◆ Material for this task:

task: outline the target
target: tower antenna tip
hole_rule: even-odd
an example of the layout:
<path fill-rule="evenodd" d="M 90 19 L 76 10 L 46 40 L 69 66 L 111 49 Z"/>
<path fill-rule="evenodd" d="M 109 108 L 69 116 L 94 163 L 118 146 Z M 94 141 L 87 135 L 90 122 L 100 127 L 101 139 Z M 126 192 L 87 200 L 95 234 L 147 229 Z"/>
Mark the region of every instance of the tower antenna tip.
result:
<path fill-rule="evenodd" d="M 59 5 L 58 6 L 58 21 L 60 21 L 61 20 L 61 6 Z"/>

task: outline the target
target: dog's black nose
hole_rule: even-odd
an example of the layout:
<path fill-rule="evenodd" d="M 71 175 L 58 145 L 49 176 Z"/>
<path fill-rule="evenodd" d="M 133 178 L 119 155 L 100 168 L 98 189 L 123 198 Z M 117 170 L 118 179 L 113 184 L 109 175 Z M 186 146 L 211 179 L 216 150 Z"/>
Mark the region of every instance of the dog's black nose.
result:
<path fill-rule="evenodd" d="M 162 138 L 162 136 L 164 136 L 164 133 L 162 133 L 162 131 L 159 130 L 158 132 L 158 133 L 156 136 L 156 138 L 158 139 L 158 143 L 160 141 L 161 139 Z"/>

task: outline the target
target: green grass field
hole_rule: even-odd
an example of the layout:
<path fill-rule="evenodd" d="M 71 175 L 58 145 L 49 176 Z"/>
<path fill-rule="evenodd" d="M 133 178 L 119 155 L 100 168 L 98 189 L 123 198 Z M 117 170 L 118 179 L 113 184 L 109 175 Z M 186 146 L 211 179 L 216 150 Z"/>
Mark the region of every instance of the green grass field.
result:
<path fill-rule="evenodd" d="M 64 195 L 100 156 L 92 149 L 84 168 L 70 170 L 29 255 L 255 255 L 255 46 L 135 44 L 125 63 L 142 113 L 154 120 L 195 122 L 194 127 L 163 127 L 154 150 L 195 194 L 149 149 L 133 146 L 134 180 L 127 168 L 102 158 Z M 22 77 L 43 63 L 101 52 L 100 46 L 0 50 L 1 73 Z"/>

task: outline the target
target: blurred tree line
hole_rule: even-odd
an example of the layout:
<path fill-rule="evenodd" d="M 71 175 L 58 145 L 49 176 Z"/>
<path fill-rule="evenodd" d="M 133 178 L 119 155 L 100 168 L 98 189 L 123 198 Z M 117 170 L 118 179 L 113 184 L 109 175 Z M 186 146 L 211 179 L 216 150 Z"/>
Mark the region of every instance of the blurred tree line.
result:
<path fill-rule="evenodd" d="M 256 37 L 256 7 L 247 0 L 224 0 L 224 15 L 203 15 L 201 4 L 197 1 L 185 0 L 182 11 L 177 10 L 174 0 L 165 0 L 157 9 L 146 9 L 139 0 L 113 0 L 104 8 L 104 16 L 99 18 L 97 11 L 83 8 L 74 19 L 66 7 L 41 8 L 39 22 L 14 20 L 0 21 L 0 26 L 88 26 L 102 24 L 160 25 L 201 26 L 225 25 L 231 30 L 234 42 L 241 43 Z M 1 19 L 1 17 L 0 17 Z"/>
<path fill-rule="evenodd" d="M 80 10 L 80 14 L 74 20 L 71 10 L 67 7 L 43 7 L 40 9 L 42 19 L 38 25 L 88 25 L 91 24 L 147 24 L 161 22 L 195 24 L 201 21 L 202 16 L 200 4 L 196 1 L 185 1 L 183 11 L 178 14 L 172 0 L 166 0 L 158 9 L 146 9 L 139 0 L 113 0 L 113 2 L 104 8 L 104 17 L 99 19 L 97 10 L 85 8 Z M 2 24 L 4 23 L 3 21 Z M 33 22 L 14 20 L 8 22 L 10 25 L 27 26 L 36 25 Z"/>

◆ Exercise: Transcribe the material above word for word.

◆ Written solution:
task: outline the target
target: tower antenna tip
hole_rule: even-odd
an example of the layout:
<path fill-rule="evenodd" d="M 90 19 L 76 10 L 46 40 L 69 66 L 111 49 Z"/>
<path fill-rule="evenodd" d="M 109 108 L 69 116 L 94 163 L 118 146 Z M 94 141 L 87 135 L 90 122 L 100 127 L 101 139 Z M 126 192 L 87 200 L 95 234 L 147 229 Z"/>
Mark the region of every instance of the tower antenna tip.
result:
<path fill-rule="evenodd" d="M 59 5 L 58 6 L 58 21 L 60 21 L 61 20 L 61 6 Z"/>

task: outline the target
target: dog's black nose
hole_rule: even-odd
an example of the layout:
<path fill-rule="evenodd" d="M 71 175 L 58 145 L 49 176 Z"/>
<path fill-rule="evenodd" d="M 133 178 L 119 155 L 100 168 L 98 189 L 123 198 Z M 117 170 L 118 179 L 113 184 L 109 175 Z M 186 146 L 211 179 L 216 150 Z"/>
Mark the region of every instance of the dog's black nose.
result:
<path fill-rule="evenodd" d="M 162 138 L 162 136 L 164 136 L 164 133 L 162 133 L 162 131 L 159 130 L 158 132 L 158 133 L 156 136 L 156 138 L 158 139 L 158 143 L 160 141 L 161 139 Z"/>

task: outline the target
target: green grass field
hole_rule: even-odd
an example of the layout:
<path fill-rule="evenodd" d="M 71 175 L 58 145 L 49 176 Z"/>
<path fill-rule="evenodd" d="M 133 178 L 119 155 L 100 168 L 98 189 L 123 198 Z M 117 170 L 118 179 L 113 184 L 109 175 Z M 186 146 L 211 179 L 216 150 Z"/>
Mark the region of every instance of the green grass field.
result:
<path fill-rule="evenodd" d="M 64 195 L 100 156 L 92 149 L 84 168 L 70 170 L 29 255 L 255 255 L 255 46 L 135 44 L 125 63 L 142 113 L 154 120 L 195 122 L 194 127 L 163 127 L 154 150 L 195 194 L 149 149 L 133 146 L 134 180 L 127 168 L 102 158 Z M 22 77 L 43 63 L 101 52 L 100 46 L 0 50 L 1 73 Z"/>

task: outline the target
target: blurred tree line
hole_rule: even-odd
an example of the layout:
<path fill-rule="evenodd" d="M 71 175 L 58 145 L 49 176 Z"/>
<path fill-rule="evenodd" d="M 133 178 L 119 155 L 100 168 L 98 189 L 123 198 Z M 117 170 L 118 179 L 113 184 L 109 175 Z M 186 146 L 211 179 L 216 150 Z"/>
Mark the region of every instance of the blurred tree line.
result:
<path fill-rule="evenodd" d="M 256 37 L 256 7 L 247 0 L 224 0 L 224 15 L 203 15 L 201 4 L 197 1 L 185 0 L 182 11 L 177 10 L 174 0 L 165 0 L 157 9 L 146 9 L 139 0 L 113 0 L 104 8 L 104 16 L 99 18 L 97 11 L 83 8 L 74 19 L 66 7 L 41 8 L 39 22 L 14 20 L 0 21 L 0 26 L 88 26 L 102 24 L 160 25 L 201 26 L 225 25 L 231 30 L 234 42 L 241 43 Z M 1 19 L 1 17 L 0 17 Z"/>
<path fill-rule="evenodd" d="M 80 10 L 80 14 L 74 20 L 71 10 L 67 7 L 43 7 L 40 9 L 42 19 L 38 25 L 88 25 L 91 24 L 147 24 L 161 22 L 195 24 L 201 21 L 202 16 L 200 4 L 196 1 L 185 1 L 183 11 L 178 14 L 172 0 L 166 0 L 158 9 L 146 9 L 139 0 L 113 0 L 113 2 L 104 8 L 104 17 L 99 19 L 97 10 L 85 8 Z M 2 24 L 4 23 L 3 21 Z M 33 22 L 14 20 L 8 22 L 10 25 L 27 26 L 36 25 Z"/>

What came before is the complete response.